* [TASK STATEMENT]: Across the entries below, work out how many lines contain "collage". Please give the number only.

────────────────────

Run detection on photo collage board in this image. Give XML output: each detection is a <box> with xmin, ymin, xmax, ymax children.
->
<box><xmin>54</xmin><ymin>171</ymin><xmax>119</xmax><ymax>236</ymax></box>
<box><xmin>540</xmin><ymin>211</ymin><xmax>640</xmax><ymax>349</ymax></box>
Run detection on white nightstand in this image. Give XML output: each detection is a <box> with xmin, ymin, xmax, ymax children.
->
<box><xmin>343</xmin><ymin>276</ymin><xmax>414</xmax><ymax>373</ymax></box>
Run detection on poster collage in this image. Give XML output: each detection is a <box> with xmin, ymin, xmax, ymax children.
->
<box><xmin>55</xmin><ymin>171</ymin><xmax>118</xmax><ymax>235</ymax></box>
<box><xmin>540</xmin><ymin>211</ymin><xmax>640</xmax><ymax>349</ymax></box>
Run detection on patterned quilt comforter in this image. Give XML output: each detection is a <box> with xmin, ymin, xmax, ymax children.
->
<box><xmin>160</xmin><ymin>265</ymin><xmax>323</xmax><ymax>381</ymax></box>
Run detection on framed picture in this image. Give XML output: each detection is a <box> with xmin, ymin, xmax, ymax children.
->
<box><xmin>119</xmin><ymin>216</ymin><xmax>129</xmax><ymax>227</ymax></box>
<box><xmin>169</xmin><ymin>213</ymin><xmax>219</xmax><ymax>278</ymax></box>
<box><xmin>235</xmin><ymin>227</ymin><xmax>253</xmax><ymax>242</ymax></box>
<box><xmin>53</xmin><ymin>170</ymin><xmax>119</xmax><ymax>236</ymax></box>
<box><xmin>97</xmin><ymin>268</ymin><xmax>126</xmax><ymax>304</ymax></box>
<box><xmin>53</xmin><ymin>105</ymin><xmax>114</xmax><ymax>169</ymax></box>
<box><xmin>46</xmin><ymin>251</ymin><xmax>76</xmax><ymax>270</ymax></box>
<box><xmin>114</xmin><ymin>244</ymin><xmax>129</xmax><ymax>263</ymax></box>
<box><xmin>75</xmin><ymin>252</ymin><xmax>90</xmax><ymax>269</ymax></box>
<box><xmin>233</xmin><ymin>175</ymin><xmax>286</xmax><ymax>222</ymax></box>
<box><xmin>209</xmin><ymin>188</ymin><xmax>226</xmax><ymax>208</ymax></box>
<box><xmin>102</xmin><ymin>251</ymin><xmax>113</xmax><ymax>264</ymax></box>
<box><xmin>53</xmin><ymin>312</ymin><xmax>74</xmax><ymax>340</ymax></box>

────────────────────

* [ANSWER SECTION]: 2